TASK INSTRUCTIONS |
In the records below, arrange everything from the line containing "Practice: locate the fern stem" down to the line containing "pixel 1258 752" as a JSON list of strings, one string per line and no entries for blank lines.

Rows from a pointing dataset
* * *
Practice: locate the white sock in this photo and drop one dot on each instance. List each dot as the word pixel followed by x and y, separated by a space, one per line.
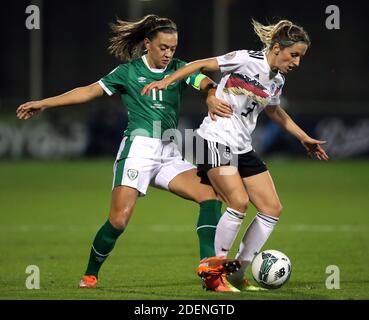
pixel 253 240
pixel 227 230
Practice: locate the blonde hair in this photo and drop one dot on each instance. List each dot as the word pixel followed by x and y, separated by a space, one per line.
pixel 284 32
pixel 127 41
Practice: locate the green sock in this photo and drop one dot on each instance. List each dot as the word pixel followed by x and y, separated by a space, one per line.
pixel 210 213
pixel 102 246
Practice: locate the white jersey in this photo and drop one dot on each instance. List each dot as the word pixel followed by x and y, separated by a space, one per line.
pixel 248 85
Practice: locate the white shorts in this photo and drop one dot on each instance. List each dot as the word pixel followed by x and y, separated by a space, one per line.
pixel 143 161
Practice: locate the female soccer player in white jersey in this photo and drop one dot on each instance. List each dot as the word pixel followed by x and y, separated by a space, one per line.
pixel 251 82
pixel 144 157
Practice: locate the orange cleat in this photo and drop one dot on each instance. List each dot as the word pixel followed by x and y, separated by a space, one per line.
pixel 88 282
pixel 213 272
pixel 217 265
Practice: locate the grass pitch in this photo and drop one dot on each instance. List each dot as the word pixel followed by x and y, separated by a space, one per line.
pixel 50 212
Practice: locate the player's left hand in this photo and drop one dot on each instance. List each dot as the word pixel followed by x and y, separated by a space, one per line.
pixel 160 85
pixel 314 149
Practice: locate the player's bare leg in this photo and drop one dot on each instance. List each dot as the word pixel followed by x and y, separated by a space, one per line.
pixel 212 269
pixel 121 209
pixel 263 196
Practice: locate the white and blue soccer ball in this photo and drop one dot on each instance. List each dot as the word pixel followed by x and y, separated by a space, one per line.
pixel 271 269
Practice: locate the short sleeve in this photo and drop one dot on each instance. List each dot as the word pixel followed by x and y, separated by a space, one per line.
pixel 195 80
pixel 233 60
pixel 115 81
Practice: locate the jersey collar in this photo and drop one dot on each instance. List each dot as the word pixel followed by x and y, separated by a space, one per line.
pixel 152 69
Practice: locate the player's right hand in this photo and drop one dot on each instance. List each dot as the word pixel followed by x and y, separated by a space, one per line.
pixel 29 109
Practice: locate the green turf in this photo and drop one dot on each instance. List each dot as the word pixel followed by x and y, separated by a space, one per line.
pixel 50 212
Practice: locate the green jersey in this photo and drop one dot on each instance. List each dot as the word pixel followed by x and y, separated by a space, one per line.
pixel 150 115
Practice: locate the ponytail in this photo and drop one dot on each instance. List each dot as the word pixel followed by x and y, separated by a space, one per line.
pixel 127 41
pixel 285 32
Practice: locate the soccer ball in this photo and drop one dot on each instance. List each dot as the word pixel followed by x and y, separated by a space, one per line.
pixel 271 269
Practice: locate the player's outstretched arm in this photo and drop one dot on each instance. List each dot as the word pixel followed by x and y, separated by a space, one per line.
pixel 312 146
pixel 75 96
pixel 210 64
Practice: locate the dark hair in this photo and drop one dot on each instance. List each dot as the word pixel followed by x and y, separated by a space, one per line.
pixel 285 32
pixel 127 41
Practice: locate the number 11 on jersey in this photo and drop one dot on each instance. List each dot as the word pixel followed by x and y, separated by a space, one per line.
pixel 155 94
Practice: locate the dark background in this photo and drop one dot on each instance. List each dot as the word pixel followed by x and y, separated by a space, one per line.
pixel 331 81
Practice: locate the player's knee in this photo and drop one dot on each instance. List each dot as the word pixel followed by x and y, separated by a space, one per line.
pixel 239 203
pixel 274 209
pixel 120 218
pixel 207 194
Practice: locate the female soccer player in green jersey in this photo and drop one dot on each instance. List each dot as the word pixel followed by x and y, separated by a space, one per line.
pixel 145 157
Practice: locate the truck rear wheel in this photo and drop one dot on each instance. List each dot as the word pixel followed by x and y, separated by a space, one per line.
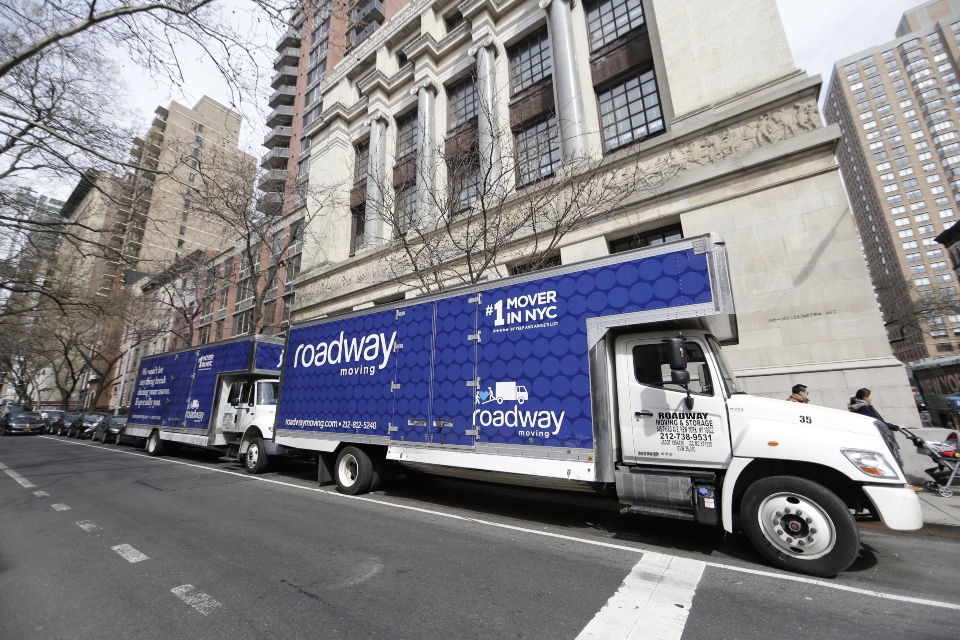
pixel 255 459
pixel 154 444
pixel 354 471
pixel 800 525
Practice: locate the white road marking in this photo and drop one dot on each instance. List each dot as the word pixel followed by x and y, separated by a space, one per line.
pixel 653 601
pixel 595 543
pixel 23 482
pixel 196 599
pixel 129 554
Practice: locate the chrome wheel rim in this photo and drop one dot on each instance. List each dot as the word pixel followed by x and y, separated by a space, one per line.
pixel 797 525
pixel 348 470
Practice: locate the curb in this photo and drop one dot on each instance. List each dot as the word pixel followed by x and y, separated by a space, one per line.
pixel 929 529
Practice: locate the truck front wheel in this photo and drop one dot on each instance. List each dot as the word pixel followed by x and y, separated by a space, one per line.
pixel 154 444
pixel 800 525
pixel 255 459
pixel 354 471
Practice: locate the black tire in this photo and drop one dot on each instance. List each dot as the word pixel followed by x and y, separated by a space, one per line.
pixel 353 471
pixel 800 526
pixel 154 445
pixel 255 459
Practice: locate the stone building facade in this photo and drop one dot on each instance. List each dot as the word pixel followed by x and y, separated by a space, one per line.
pixel 732 131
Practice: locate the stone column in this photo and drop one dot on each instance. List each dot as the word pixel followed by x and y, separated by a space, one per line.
pixel 377 229
pixel 426 152
pixel 487 124
pixel 566 80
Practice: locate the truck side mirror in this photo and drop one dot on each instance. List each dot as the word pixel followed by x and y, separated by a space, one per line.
pixel 234 397
pixel 676 354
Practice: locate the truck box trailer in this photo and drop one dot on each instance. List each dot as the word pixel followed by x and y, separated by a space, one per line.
pixel 604 376
pixel 221 395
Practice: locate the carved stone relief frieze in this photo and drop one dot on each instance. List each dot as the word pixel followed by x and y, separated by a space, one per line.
pixel 767 128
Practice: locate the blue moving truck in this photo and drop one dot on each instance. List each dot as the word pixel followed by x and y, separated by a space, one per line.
pixel 605 376
pixel 221 395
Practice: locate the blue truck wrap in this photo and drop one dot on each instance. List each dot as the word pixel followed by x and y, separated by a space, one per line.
pixel 176 391
pixel 498 365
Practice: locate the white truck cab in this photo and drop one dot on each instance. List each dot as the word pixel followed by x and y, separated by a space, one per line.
pixel 246 415
pixel 788 473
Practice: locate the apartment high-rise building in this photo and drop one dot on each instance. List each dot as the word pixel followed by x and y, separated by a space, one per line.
pixel 163 225
pixel 898 105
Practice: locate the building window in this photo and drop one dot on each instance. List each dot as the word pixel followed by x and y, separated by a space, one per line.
pixel 630 111
pixel 461 102
pixel 647 239
pixel 408 135
pixel 358 215
pixel 406 206
pixel 363 161
pixel 610 19
pixel 242 322
pixel 538 151
pixel 530 61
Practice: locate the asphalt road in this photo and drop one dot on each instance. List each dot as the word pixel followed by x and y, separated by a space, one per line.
pixel 100 541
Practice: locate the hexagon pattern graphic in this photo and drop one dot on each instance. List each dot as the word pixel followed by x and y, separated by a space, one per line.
pixel 410 369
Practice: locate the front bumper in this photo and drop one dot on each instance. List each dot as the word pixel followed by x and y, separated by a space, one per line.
pixel 898 507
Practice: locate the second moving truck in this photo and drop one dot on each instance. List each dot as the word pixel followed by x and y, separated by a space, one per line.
pixel 604 376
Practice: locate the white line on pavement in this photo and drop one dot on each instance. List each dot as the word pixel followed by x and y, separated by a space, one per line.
pixel 196 599
pixel 129 554
pixel 23 482
pixel 595 543
pixel 653 601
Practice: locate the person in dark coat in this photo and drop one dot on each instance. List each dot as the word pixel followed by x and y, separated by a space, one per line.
pixel 862 403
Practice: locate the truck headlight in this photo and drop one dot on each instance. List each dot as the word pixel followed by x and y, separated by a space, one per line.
pixel 871 463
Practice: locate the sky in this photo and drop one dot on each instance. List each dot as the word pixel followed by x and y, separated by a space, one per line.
pixel 819 32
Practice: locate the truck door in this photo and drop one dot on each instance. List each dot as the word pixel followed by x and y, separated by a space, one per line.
pixel 655 424
pixel 242 403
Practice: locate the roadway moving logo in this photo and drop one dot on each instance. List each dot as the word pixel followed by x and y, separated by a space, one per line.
pixel 369 348
pixel 193 409
pixel 540 424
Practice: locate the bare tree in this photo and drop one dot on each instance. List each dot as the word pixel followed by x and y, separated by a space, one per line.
pixel 506 199
pixel 916 312
pixel 245 201
pixel 61 109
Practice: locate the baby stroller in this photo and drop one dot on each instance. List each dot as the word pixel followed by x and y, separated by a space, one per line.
pixel 947 457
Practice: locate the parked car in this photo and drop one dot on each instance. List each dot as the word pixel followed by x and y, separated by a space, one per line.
pixel 53 419
pixel 22 422
pixel 109 429
pixel 65 422
pixel 82 428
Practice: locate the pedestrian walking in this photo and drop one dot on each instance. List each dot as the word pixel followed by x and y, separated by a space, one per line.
pixel 862 403
pixel 799 393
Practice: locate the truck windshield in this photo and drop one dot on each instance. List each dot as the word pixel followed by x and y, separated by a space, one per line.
pixel 726 372
pixel 267 392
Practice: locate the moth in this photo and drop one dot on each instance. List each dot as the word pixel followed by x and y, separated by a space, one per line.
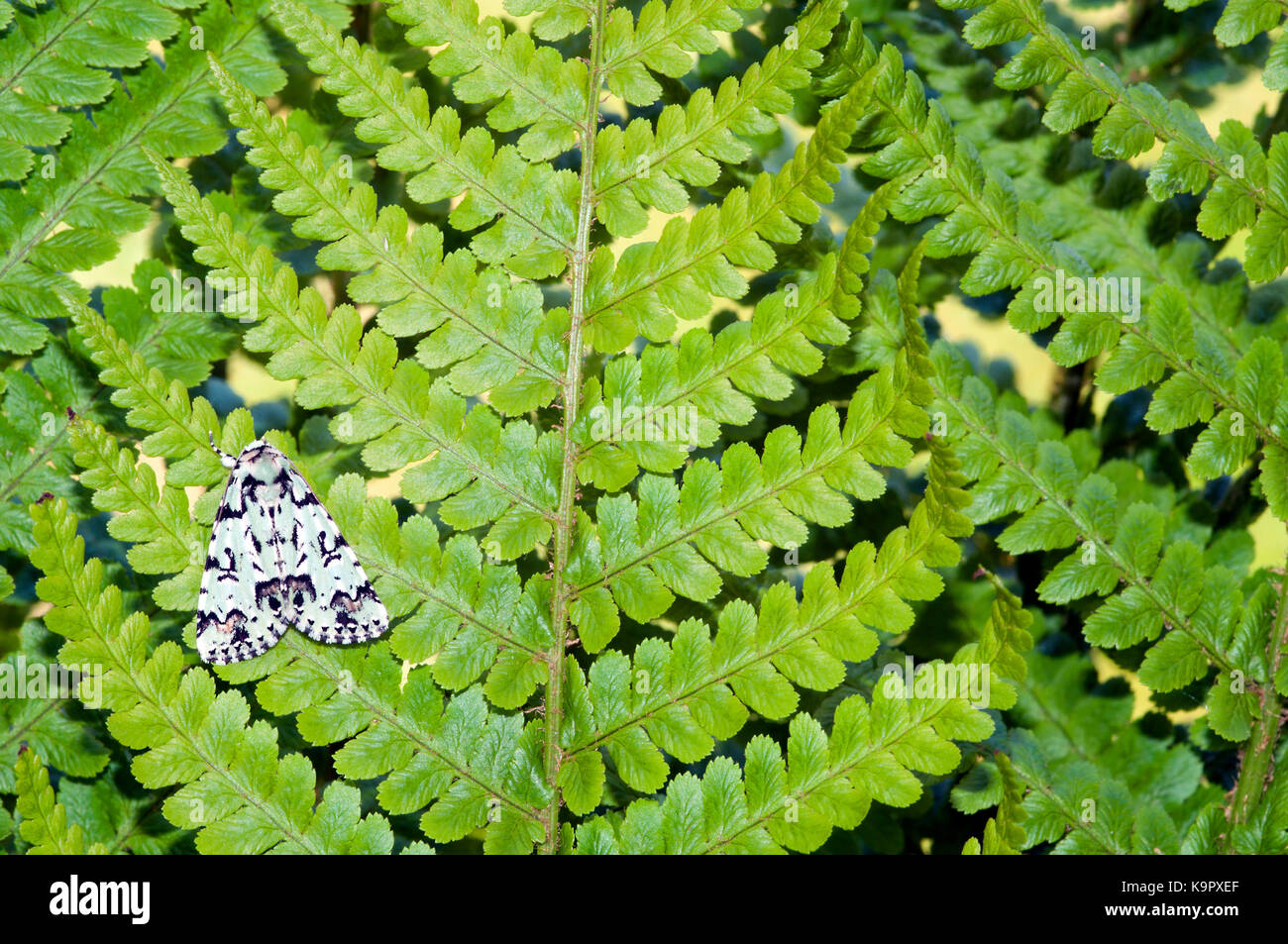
pixel 275 559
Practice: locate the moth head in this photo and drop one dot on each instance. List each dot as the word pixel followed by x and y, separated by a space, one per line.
pixel 228 462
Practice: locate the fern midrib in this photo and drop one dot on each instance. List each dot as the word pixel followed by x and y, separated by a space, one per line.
pixel 566 518
pixel 752 223
pixel 16 732
pixel 721 371
pixel 145 505
pixel 695 138
pixel 786 643
pixel 268 134
pixel 912 554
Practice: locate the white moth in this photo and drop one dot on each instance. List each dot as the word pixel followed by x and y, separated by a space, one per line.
pixel 275 559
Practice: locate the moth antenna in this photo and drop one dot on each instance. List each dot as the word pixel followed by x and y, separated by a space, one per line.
pixel 223 456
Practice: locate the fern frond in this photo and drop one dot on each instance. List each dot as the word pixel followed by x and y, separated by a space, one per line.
pixel 660 40
pixel 99 168
pixel 532 232
pixel 490 472
pixel 656 283
pixel 827 781
pixel 236 788
pixel 649 165
pixel 537 89
pixel 44 819
pixel 58 55
pixel 1247 184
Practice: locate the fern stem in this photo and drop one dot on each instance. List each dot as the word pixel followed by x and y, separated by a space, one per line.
pixel 579 274
pixel 1258 752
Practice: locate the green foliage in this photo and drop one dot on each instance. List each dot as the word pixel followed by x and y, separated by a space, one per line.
pixel 619 342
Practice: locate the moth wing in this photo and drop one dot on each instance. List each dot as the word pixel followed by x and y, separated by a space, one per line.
pixel 330 596
pixel 235 621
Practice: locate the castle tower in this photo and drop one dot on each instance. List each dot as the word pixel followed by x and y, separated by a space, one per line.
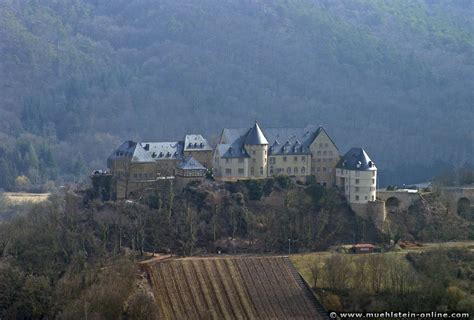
pixel 356 174
pixel 256 146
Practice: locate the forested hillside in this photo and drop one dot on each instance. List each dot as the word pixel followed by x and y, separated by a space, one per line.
pixel 78 76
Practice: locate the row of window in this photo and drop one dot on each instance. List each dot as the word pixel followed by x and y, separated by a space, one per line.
pixel 357 198
pixel 193 173
pixel 323 160
pixel 324 153
pixel 288 170
pixel 321 169
pixel 143 176
pixel 357 173
pixel 357 189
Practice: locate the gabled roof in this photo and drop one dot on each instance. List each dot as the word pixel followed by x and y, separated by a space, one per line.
pixel 126 149
pixel 161 151
pixel 255 136
pixel 281 140
pixel 235 150
pixel 356 159
pixel 190 164
pixel 196 142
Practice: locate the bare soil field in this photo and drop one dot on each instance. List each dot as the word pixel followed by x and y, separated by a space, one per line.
pixel 246 287
pixel 303 262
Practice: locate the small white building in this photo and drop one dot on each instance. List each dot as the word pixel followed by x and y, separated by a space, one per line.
pixel 356 175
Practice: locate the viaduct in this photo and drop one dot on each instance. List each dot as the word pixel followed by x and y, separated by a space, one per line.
pixel 461 197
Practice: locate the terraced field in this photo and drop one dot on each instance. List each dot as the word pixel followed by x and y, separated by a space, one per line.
pixel 231 288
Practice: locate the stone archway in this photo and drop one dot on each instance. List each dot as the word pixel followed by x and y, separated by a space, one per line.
pixel 392 204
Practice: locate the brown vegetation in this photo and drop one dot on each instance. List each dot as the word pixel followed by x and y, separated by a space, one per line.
pixel 229 288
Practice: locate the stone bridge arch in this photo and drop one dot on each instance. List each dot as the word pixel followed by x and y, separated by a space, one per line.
pixel 463 198
pixel 398 199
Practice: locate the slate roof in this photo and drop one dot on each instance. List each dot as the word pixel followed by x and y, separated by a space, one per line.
pixel 255 136
pixel 196 142
pixel 356 159
pixel 157 151
pixel 280 140
pixel 190 164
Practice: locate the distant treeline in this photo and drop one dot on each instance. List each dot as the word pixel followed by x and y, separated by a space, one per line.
pixel 80 76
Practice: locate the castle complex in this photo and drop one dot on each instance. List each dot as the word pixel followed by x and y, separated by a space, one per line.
pixel 246 153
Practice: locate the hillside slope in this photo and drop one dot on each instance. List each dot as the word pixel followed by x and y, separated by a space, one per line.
pixel 78 76
pixel 230 288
* * *
FINISHED ANSWER |
[
  "Practice: locate the fern stem in this photo and drop one dot on each instance. List each dot as the word pixel followed by x and y, separated by a space, one per line.",
  "pixel 579 274",
  "pixel 1258 752"
]